EXTRACT TO READ:
Open yh-yao opened 5 months ago

yh-yao commented 5 months ago

https://github.com/quic/cloud-ai-sdk/blob/249ffee217d353c0b710abcf836645c211ef16bb/models/language_processing/decoder/LlamaForCausalLM/runModel.py#L109

  1. Incorrect format for streaming output Unknown

  2. Incorrect format for non-steaming output Unknown-2

dapengsmith commented 5 months ago

Hello Yuhang , I checked the source code of runModel.py. It just call the qaic_infer directly. There is no pre-process and post-process similar in transformers. So the output is strange. If you would like to leverage the function(like logits_processor,logits_warper and etc). You need to implement similar function as transformers. In parallel, I know Qualcomm are developing similar python package.

You can refer the code in ./transformers/generation/utils.py::GenerationMixin:_sample. ........................

        if synced_gpus and this_peer_finished:
            continue  # don't waste resources running the code we don't need

        next_token_logits = outputs.logits[:, -1, :]

        # pre-process distribution
        next_token_scores = logits_processor(input_ids, next_token_logits)
        next_token_scores = logits_warper(input_ids, next_token_scores)

        # Store scores, attentions and hidden_states when required
        if return_dict_in_generate:
            if output_scores:
                scores += (next_token_scores,)
            if output_logits:
                raw_logits += (next_token_logits,)
            if output_attentions:
                decoder_attentions += (
                    (outputs.decoder_attentions,) if self.config.is_encoder_decoder else (outputs.attentions,)
                )
                if self.config.is_encoder_decoder:
                    cross_attentions += (outputs.cross_attentions,)

            if output_hidden_states:
                decoder_hidden_states += (
                    (outputs.decoder_hidden_states,)
                    if self.config.is_encoder_decoder
                    else (outputs.hidden_states,)
                )

        # sample
        probs = nn.functional.softmax(next_token_scores, dim=-1)
        next_tokens = torch.multinomial(probs, num_samples=1).squeeze(1)

        # finished sentences should have their next token be a padding token
        if eos_token_id is not None:
            if pad_token_id is None:
                raise ValueError("If `eos_token_id` is defined, make sure that `pad_token_id` is defined.")
            next_tokens = next_tokens * unfinished_sequences + pad_token_id * (1 - unfinished_sequences)

        # update generated ids, model inputs, and length for next step
        input_ids = torch.cat([input_ids, next_tokens[:, None]], dim=-1)
        if streamer is not None:
            streamer.put(next_tokens.cpu())
        model_kwargs = self._update_model_kwargs_for_generation(
            outputs,
            model_kwargs,
            is_encoder_decoder=self.config.is_encoder_decoder,
        )

        # if eos_token was found in one sentence, set sentence to finished
        if eos_token_id_tensor is not None:
            unfinished_sequences = unfinished_sequences.mul(
                next_tokens.tile(eos_token_id_tensor.shape[0], 1).ne(eos_token_id_tensor.unsqueeze(1)).prod(dim=0)
            )

        unfinished_sequences = unfinished_sequences & ~stopping_criteria(input_ids, scores)
        this_peer_finished = unfinished_sequences.max() == 0

    if streamer is not None:
        streamer.end()

...................

LISTED RECORDS:

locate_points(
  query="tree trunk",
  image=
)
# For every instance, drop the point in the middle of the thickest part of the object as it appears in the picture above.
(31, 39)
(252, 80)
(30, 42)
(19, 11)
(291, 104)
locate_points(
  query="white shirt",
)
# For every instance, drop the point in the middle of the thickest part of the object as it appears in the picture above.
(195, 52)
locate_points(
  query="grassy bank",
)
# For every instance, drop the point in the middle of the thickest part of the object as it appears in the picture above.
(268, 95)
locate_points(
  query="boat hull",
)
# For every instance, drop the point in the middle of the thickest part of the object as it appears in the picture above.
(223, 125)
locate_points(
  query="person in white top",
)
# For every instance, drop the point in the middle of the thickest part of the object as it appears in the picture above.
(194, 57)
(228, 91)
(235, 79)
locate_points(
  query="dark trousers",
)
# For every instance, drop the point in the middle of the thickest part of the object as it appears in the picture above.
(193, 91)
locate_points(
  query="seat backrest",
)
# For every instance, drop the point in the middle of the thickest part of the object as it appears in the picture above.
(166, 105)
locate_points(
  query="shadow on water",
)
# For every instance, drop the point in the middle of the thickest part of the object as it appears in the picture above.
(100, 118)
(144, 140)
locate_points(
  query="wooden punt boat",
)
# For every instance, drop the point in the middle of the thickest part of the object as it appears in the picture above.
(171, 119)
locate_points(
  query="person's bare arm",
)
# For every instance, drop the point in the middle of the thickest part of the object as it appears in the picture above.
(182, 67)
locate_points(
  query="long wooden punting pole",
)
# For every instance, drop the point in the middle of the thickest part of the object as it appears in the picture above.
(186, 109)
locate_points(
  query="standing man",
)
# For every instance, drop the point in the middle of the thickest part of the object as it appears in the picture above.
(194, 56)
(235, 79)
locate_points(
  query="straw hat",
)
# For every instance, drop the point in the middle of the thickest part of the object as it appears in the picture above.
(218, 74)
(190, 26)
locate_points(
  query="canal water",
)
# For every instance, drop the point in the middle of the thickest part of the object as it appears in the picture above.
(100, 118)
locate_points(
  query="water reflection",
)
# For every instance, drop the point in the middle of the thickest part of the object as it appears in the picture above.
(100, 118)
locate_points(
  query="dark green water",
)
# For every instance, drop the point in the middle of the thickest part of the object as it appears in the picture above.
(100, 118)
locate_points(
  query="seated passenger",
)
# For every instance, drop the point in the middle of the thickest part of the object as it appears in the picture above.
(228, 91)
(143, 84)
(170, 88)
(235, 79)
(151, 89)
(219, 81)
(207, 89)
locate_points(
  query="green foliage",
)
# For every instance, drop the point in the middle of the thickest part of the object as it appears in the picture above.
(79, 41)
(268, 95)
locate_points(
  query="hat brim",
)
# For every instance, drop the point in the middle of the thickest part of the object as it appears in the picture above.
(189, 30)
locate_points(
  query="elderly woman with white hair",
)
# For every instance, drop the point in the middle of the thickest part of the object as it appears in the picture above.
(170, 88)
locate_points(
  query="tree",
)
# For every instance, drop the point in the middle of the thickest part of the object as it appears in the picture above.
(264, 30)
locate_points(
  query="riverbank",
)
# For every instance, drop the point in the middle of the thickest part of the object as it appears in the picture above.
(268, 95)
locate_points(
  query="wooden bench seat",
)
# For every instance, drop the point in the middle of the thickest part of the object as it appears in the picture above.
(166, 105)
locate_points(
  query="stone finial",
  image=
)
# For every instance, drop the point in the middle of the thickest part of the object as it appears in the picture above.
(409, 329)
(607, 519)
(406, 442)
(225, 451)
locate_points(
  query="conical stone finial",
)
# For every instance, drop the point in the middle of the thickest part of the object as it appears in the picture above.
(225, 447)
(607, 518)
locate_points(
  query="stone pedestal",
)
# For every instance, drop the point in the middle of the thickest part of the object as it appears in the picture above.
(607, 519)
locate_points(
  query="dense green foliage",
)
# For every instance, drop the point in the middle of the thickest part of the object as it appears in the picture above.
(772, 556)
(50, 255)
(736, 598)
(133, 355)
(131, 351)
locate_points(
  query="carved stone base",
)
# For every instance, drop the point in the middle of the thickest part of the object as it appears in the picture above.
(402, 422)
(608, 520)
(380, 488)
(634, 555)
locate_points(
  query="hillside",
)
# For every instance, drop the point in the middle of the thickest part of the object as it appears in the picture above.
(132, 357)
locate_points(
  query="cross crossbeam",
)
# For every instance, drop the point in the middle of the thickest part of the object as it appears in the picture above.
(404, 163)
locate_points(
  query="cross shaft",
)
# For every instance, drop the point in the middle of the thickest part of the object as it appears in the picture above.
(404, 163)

TASK REQUIREMENTS:
a: In the issue thread, what does runModel.py call directly, according to dapengsmith?
b: Count the lines of the rows that contain the word "water", treating uppercase and lowercase as different. Give only the number.
The issue thread and the rows are separate, unrelated material.

RESULTS FOR THE EXERCISE:
a: It calls qaic_infer directly.

b: 4